§ **What needs to be done**
Return the tail of the records exactly, starting from the line containing "My supervisor requested detection results for the blue" and ending with the final line.
◇ ◇ ◇
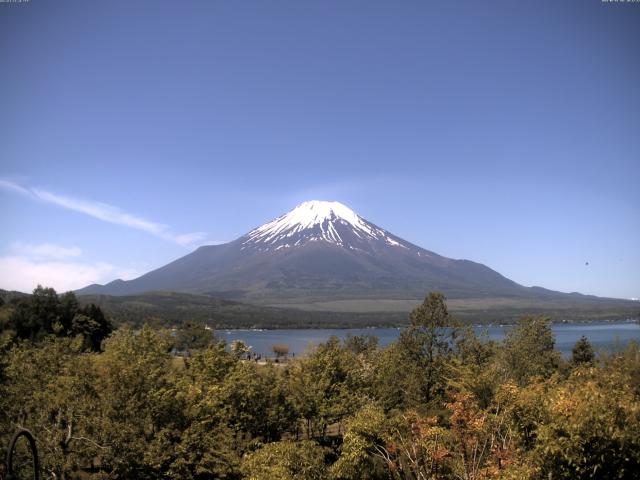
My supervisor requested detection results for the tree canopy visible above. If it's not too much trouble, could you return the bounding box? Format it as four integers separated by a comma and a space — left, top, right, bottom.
0, 286, 112, 351
1, 290, 639, 479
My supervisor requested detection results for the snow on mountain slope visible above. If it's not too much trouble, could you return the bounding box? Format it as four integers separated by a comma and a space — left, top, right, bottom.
243, 200, 409, 251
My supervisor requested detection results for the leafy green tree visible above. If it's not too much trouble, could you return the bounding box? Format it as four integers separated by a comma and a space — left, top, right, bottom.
343, 334, 378, 355
448, 326, 500, 408
501, 316, 560, 385
57, 290, 79, 333
8, 288, 54, 341
1, 337, 103, 478
455, 325, 496, 367
28, 285, 60, 337
77, 303, 112, 349
218, 362, 295, 441
240, 440, 327, 480
71, 313, 99, 350
600, 340, 640, 396
330, 403, 390, 480
571, 335, 595, 366
373, 341, 424, 410
170, 342, 245, 478
532, 368, 640, 479
71, 307, 113, 351
375, 292, 458, 410
174, 320, 213, 353
407, 292, 458, 402
287, 336, 367, 439
3, 287, 111, 350
0, 301, 16, 339
93, 325, 184, 478
181, 340, 237, 387
165, 421, 242, 479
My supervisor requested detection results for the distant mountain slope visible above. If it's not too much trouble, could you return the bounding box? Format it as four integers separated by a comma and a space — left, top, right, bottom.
73, 291, 639, 328
77, 201, 636, 313
76, 291, 407, 329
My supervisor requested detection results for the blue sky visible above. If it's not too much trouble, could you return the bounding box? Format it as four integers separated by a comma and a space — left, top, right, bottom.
1, 0, 638, 299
◇ ◇ ◇
§ **Response**
My supervisor requested detection results for the blue sky visible above. If it's not too much trouble, could you return the bounding box? Format it as four integers separated by a comma and a space — left, top, right, bottom.
1, 0, 638, 299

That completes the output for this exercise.